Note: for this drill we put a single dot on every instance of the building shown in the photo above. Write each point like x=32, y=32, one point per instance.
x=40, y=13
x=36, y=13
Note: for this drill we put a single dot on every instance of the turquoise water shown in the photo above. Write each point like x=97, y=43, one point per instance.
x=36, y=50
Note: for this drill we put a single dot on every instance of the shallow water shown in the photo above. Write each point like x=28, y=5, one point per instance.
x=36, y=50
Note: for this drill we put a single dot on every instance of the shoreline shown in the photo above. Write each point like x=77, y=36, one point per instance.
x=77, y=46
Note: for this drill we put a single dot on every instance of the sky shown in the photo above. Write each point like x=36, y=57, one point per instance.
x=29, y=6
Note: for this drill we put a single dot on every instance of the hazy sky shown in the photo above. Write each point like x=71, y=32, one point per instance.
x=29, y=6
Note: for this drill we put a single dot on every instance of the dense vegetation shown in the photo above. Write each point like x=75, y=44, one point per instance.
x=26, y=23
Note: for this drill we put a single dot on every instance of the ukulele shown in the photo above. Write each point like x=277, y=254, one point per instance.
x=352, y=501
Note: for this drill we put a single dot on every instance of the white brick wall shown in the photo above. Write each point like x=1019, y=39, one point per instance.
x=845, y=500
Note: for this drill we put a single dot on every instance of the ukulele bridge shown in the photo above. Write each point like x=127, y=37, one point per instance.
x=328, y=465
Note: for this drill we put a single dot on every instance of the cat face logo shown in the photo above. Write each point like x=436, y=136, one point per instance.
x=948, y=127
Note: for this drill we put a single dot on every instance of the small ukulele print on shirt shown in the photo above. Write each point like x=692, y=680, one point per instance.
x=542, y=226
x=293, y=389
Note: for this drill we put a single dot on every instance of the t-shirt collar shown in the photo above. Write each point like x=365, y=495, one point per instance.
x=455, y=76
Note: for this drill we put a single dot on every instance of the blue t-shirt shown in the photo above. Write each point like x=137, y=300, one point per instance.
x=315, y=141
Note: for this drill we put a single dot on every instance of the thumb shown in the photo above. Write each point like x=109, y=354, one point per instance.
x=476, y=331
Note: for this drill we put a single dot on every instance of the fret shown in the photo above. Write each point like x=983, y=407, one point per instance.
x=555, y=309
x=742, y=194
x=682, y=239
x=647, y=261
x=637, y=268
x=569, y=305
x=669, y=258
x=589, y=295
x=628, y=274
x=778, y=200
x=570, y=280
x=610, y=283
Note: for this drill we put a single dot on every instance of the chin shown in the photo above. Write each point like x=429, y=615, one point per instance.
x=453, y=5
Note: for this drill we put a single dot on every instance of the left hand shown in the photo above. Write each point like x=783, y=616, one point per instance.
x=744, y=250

PROBLEM:
Repeat the material above in full, keeping every word.

FINISHED TASK:
Note: for this drill we put a single dot on every instance of the building shown in the photo above. Write each point like x=32, y=32, one point per instance.
x=40, y=13
x=36, y=13
Note: for this drill we put a single dot on every instance of the turquoise water shown in the photo above. Write each point like x=97, y=43, one point per instance.
x=36, y=50
Note: for this drill we put a single dot on every instance of the shallow water shown in the photo above. Write each point like x=28, y=5, one point per instance.
x=36, y=50
Note: for this drill we put a single dot on every instance of the shoreline shown in the photo above. Write each point like x=77, y=36, one point per instance.
x=77, y=46
Note: for this drill we put a single dot on every instance of the sky shown in the photo above. Write each point like x=36, y=57, one point per instance.
x=29, y=6
Note: for this drill we put a single dot on every instance of the hazy sky shown in the photo above. Write each point like x=71, y=32, one point per instance.
x=29, y=6
Note: for this drill we put a single dot on every instance of the dense vegetation shown in the photo above. Write each point like x=75, y=44, one point per instance.
x=26, y=23
Note: for this drill we put a single dot on every instance of the ukulele shown in the photo above. Write each point like x=277, y=254, one point per instance.
x=352, y=501
Note: for this drill we put a single dot on every instance of the white brick wall shown in the photo above. Write each point like x=1019, y=39, one point per instance.
x=845, y=500
Note: for this drill we put a single dot on every instance of the ukulele bridge shown in the photo above. Write each point like x=127, y=37, one point per instance.
x=328, y=465
Note: for this drill we put a single dot on every instance of the cat face logo shown in the photo above. Write each point like x=436, y=136, one point per instance.
x=948, y=127
Note: for this drill we put a single dot on every instance of the small ukulele print on shirt shown in the photo above. Write each point like x=692, y=680, one point per instance.
x=542, y=226
x=293, y=389
Note: for this drill we put a single dot on every instance of the t-shirt collar shown in the photo above. Write each point like x=365, y=495, one point per instance.
x=455, y=76
Note: for this drill we put a single dot on every instance of the blue t-shirt shown in the photo above. Write each point like x=137, y=300, one point per instance.
x=315, y=141
Note: for this drill we put a single dot on every instance of the thumb shown in the photo above. Write each point like x=109, y=354, one point per instance.
x=476, y=331
Note: for this drill we put a single dot on every instance of the fret shown in the photo above. Write each point like x=983, y=407, one point per instance.
x=555, y=309
x=742, y=194
x=682, y=239
x=647, y=261
x=637, y=268
x=569, y=305
x=669, y=258
x=589, y=295
x=628, y=274
x=778, y=200
x=570, y=280
x=610, y=283
Note: for this drill we put a single dot on every instance of the chin shown in the photo above. Write each point like x=429, y=615, one point per instance.
x=453, y=5
Note: for this drill we put a single dot on every instance of the left hand shown in the photo above. Write each point like x=783, y=616, one point per instance.
x=744, y=250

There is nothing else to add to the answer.